JESUS
COM UMA ROMÃ. TRANSVERSALIDADES DE UM SÍMBOLO
Por
Paulo Mendes Pinto*
Quase no final do século XV,
Botticelli pintava esta linda cena. Na identificação, na legenda, que podemos
consultar nos Ufizzi, em Florença, é-nos dito que é a «Virgem da romã»;
contudo, é claro que Jesus também segura o referido fruto, como que o
recebendo.
A simbologia da romã é
imensa e o facto de aqui aparecer claramente associada a Jesus mereceria um sem
número de paralelos, ligações e análises.
Por um lado, é óbvia a
ligação deste fruto ao quadro solsticial em que a tradição colocou Jesus a
nascer; Não só este fruto é dos poucos que amadurece quando a natureza morre,
com este frio que leva a natureza como que a morrer, como a tradição nos leva a
comê-lo exactamente até aos Reis, colocando-o na centralidade dos rituais da
época.
Mas, por outro lado, a
ligação a esta natureza que parece desaparecer na exacta medida em que o Sol,
no seu momento mais alto, ao meio-dia, indicando o Sul, também faz o seu
caminho na linha mais baixa, com menos força, parecendo sucumbir a uma noite
cada vez maior, leva-nos para mitos antigos onde, obviamente, a figura de Jesus
se foi alimentar simbolicamente.
Este fruto é a melhor metáfora para, quer uma afirmação crística, quer uma justificação eclesial.
No segundo caso, o fruto é a
própria Igreja, "Una, Santa, Católica", indivisível na sua
multiplicidade, e universal. O fruto herdado da decoração do Templo de Salomão,
que é também recriado na simbologia do templo maçónico, é aqui a imagem do que
Jesus inaugura, seguindo uma estrita leitura da tradição católica.
No primeiro caso, a romã é,
naturalmente, todo o peso mental das mitologias de morte e ressurreição.

> **TAREFA ESCRITA A**
Cite, por favor, o trecho do texto sobre a romã que vai de "No segundo caso, o" a "da tradição católica.".
> **TAREFA ESCRITA B**
No texto sobre a romã, que nome dá a legenda ao quadro de Botticelli?

> **DADOS FORNECIDOS**
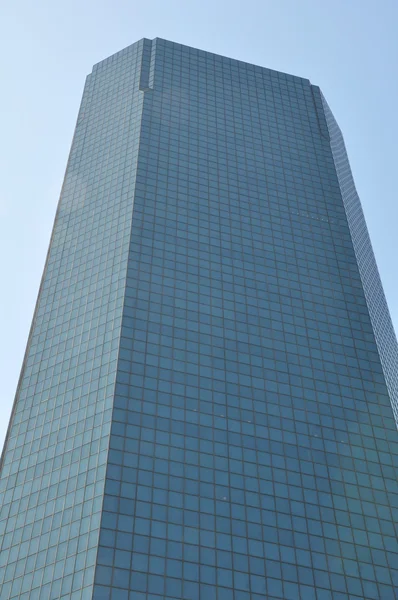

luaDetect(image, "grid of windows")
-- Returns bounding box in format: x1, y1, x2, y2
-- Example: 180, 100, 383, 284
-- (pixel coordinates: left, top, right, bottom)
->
0, 42, 149, 600
94, 40, 398, 600
320, 94, 398, 423
0, 39, 398, 600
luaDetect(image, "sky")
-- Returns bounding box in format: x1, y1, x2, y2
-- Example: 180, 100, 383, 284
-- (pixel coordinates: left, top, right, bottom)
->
0, 0, 398, 448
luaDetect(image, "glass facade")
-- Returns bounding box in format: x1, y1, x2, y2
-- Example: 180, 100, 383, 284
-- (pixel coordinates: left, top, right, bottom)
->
0, 39, 398, 600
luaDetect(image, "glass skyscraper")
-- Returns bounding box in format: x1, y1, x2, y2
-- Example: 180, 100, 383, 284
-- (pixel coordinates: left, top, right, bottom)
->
0, 39, 398, 600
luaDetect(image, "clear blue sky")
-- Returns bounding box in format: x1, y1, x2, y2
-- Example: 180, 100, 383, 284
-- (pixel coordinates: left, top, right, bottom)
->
0, 0, 398, 447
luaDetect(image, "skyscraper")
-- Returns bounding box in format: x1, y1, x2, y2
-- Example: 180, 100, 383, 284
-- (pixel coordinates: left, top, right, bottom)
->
0, 39, 398, 600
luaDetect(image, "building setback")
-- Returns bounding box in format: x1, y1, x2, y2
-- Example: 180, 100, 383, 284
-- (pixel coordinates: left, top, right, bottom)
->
0, 39, 398, 600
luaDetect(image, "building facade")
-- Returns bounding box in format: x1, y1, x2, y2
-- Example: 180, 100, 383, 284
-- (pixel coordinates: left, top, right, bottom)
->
0, 39, 398, 600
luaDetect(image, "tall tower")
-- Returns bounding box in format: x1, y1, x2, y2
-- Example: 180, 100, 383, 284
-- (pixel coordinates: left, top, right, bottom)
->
0, 39, 398, 600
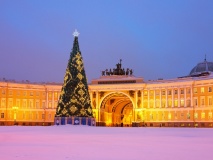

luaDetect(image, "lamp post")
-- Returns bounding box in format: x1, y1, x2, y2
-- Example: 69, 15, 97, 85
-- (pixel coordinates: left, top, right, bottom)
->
12, 106, 18, 125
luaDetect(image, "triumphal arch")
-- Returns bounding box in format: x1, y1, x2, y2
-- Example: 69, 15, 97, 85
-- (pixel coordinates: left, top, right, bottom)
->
89, 60, 144, 126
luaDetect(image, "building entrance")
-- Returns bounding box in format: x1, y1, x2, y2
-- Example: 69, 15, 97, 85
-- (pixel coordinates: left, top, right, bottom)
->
100, 93, 134, 127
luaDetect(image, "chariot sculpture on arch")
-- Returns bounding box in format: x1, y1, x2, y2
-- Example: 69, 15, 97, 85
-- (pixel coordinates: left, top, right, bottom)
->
101, 59, 133, 76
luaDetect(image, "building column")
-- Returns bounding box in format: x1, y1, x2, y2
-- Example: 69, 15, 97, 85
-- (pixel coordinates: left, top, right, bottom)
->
172, 88, 174, 108
165, 88, 168, 108
52, 91, 55, 108
159, 89, 162, 108
141, 90, 144, 108
178, 87, 180, 107
184, 88, 186, 107
147, 89, 150, 108
190, 86, 194, 107
95, 91, 101, 122
153, 89, 156, 108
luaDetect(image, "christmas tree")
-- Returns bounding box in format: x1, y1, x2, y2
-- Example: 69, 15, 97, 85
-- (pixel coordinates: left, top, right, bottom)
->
56, 30, 92, 117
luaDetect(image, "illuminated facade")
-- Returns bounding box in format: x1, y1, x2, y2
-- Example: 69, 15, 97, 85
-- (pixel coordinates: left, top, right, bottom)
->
0, 60, 213, 127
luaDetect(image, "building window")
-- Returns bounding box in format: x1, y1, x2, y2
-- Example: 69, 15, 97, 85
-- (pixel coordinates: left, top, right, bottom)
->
16, 99, 20, 108
201, 112, 205, 119
180, 113, 184, 119
1, 113, 4, 118
149, 99, 153, 108
1, 89, 5, 94
175, 112, 178, 119
187, 89, 191, 94
194, 99, 197, 106
175, 99, 178, 107
155, 99, 160, 107
187, 113, 190, 119
143, 100, 147, 108
162, 91, 165, 96
168, 99, 172, 107
48, 92, 52, 99
186, 99, 191, 107
161, 99, 166, 107
42, 101, 45, 109
36, 101, 39, 108
180, 99, 184, 107
209, 97, 212, 106
30, 92, 33, 96
9, 90, 13, 96
168, 113, 172, 120
48, 101, 52, 108
23, 100, 27, 108
54, 101, 58, 108
54, 92, 58, 99
29, 100, 33, 108
194, 112, 198, 119
208, 112, 212, 119
201, 97, 205, 106
1, 98, 6, 107
200, 87, 204, 93
193, 88, 197, 94
9, 99, 13, 108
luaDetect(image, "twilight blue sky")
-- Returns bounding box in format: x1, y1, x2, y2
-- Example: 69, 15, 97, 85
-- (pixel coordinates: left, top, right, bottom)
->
0, 0, 213, 82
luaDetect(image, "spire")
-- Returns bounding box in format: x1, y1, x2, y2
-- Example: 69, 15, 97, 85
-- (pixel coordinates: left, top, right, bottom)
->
56, 30, 92, 117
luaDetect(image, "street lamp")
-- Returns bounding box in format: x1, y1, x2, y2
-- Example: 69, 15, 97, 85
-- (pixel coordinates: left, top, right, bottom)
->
12, 106, 18, 125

> **RESULTADO CORRETO A**
No segundo caso, o fruto é a
própria Igreja, "Una, Santa, Católica", indivisível na sua
multiplicidade, e universal. O fruto herdado da decoração do Templo de Salomão,
que é também recriado na simbologia do templo maçónico, é aqui a imagem do que
Jesus inaugura, seguindo uma estrita leitura da tradição católica.

> **RESULTADO CORRETO B**
«Virgem da romã».